# [What you will do]
Retype the part of the items below that opens with the line containing "Consider the photo above. For every instance of the street" and closes with the end of the items. Copy both ends and everything between them, and leave out every line before that part.

------------

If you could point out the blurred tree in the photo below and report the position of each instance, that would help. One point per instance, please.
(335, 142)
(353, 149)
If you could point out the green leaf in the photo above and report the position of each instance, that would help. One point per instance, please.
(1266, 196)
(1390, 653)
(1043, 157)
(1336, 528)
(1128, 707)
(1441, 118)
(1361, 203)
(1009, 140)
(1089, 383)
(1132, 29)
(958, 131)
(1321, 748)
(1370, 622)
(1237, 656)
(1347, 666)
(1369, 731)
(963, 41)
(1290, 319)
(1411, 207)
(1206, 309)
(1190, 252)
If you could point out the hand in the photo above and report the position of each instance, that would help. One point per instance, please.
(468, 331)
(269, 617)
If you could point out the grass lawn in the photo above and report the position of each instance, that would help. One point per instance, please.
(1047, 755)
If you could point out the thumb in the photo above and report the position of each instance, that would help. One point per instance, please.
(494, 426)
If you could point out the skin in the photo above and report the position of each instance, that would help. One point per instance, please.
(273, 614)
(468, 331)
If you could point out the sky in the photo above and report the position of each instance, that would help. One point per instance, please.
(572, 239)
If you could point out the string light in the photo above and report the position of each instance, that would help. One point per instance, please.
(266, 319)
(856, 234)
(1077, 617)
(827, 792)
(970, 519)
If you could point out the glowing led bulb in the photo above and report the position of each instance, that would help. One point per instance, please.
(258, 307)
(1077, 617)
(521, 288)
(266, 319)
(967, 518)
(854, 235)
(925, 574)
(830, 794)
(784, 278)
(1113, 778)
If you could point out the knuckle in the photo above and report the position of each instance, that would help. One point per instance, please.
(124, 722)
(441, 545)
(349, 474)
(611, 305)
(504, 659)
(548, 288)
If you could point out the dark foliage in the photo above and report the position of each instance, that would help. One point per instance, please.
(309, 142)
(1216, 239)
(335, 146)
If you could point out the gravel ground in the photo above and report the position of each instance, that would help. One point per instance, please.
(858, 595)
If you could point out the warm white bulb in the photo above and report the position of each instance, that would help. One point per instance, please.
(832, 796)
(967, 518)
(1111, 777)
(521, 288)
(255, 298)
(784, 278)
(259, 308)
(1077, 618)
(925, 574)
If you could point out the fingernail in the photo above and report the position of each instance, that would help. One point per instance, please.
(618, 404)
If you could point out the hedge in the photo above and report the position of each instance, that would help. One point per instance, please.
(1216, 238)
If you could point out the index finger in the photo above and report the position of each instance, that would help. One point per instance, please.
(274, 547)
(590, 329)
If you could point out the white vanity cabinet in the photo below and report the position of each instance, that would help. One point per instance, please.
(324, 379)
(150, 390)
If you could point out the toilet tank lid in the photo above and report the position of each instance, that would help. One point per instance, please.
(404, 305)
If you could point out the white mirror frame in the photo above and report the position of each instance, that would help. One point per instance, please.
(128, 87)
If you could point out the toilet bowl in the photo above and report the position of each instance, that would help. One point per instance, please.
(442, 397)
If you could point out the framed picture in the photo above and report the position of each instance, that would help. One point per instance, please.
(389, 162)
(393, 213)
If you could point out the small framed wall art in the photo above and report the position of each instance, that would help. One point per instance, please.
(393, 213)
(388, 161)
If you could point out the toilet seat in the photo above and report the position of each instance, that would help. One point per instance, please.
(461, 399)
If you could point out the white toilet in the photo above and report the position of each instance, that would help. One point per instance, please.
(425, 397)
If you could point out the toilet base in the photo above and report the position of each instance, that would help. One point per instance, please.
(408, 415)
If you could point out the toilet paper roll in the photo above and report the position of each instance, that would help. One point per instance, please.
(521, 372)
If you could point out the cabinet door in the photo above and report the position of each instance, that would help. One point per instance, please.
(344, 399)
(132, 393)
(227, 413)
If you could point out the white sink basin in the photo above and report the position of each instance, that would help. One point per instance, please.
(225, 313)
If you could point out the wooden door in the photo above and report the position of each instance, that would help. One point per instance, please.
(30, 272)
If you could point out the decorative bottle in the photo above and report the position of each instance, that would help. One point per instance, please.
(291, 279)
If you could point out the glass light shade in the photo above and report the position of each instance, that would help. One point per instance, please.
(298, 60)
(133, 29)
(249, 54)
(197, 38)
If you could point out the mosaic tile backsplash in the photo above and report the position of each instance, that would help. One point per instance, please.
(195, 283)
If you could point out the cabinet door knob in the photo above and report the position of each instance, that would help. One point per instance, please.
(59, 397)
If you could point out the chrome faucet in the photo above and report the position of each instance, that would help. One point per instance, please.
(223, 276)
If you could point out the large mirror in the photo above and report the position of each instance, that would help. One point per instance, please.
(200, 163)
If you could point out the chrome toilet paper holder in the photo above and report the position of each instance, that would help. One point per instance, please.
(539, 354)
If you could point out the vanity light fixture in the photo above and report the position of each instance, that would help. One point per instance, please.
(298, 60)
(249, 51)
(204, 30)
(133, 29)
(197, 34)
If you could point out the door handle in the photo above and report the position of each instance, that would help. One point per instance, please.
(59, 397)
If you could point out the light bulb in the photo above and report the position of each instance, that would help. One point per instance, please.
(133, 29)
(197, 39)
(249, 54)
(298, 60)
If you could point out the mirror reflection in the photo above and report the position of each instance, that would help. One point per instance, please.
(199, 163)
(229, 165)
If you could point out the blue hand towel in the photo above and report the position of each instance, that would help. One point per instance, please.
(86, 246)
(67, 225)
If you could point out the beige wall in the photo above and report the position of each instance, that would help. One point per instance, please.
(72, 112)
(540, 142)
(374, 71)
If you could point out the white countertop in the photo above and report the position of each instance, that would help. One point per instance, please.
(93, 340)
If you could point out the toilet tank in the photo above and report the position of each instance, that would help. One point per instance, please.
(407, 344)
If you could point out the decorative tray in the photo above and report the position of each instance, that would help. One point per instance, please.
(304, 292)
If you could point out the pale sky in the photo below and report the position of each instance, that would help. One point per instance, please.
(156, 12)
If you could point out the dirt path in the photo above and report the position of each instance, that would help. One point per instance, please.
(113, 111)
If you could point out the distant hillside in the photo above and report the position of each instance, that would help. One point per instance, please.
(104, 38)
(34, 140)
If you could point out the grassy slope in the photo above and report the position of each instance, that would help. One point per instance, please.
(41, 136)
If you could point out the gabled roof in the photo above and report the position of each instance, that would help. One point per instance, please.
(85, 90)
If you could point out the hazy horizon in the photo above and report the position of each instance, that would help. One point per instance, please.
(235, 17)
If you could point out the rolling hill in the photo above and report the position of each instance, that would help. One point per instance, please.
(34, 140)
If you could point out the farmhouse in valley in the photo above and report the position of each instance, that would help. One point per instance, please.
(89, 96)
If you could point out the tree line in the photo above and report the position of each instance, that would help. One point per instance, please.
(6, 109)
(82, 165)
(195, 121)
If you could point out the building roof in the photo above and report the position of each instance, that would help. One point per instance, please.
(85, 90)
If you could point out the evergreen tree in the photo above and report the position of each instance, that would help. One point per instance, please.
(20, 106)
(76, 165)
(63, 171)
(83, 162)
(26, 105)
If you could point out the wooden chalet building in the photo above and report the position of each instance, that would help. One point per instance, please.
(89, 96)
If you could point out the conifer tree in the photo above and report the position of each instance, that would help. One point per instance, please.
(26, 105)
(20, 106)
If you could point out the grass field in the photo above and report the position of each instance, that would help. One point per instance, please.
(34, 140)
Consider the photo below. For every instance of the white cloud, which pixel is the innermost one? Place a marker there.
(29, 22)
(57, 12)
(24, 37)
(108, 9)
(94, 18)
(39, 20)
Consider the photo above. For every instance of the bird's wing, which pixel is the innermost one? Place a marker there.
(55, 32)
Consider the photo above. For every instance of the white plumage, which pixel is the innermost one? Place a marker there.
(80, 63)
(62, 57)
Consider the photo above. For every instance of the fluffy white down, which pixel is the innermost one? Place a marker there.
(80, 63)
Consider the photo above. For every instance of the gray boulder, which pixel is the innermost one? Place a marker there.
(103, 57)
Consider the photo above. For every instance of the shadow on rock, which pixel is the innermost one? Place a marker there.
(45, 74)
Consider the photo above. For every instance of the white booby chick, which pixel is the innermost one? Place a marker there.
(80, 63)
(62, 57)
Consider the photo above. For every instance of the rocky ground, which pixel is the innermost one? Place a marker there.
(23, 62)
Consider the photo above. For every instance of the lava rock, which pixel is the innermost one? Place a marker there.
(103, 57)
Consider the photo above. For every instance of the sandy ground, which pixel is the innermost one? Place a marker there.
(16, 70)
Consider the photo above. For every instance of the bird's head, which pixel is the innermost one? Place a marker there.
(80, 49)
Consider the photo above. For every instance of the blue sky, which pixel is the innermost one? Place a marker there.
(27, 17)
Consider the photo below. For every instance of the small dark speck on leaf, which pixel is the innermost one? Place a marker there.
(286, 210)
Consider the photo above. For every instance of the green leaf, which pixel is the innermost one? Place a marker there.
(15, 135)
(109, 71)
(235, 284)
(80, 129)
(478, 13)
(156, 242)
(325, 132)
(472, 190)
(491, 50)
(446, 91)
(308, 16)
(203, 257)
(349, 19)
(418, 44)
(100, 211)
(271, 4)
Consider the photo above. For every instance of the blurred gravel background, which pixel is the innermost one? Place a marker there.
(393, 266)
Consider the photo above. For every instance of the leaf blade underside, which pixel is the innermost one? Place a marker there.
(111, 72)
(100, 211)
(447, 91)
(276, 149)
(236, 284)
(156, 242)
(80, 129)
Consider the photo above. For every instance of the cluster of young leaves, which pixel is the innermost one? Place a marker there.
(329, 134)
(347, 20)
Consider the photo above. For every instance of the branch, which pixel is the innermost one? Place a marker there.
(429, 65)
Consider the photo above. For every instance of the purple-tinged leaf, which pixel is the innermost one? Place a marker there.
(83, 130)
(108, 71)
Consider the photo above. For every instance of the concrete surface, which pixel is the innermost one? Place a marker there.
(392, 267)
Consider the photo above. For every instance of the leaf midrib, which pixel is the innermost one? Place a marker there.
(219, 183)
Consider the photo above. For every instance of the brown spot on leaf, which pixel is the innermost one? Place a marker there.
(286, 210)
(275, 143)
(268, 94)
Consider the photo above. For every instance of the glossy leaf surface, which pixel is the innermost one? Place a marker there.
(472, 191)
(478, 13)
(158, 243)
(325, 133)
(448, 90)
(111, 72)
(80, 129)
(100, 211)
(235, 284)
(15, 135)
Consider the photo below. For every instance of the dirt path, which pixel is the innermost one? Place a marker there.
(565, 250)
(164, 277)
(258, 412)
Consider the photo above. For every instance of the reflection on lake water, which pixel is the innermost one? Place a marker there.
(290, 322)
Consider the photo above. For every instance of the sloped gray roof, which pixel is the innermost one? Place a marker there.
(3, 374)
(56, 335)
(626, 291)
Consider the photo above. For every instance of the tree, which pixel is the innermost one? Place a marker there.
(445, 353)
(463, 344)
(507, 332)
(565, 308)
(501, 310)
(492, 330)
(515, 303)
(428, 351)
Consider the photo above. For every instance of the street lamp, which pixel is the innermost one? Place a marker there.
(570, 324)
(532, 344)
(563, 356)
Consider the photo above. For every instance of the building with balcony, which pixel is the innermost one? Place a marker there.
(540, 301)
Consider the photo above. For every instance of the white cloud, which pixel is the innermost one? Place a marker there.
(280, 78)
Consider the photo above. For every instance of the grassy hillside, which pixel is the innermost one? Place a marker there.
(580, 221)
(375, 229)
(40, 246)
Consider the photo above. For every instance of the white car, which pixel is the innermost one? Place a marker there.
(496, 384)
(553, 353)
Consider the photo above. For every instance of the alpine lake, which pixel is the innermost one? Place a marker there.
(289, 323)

------------

# [Written answer]
Consider the photo above. For every instance of the street lamp, which pixel is the innermost one? Place a marker there.
(570, 324)
(532, 344)
(563, 356)
Consider the photo above. For every instance of the building with balcony, which pixel is the innermost one? Place a marker there.
(540, 301)
Consider the photo above. For every instance of the white cloud, which pixel is the innermost one? Place a marker there.
(280, 78)
Consider the photo above. For every instance of the grassy hillside, which pixel is the innermost one? Place a marker there.
(580, 221)
(375, 229)
(40, 246)
Consider the photo above. For every instance of the white car, which pixel is the innermost one? Place a marker there.
(496, 384)
(553, 353)
Consider the photo above. For every instance of the alpine lake, which pixel is the innermost one? Place a marker there.
(289, 323)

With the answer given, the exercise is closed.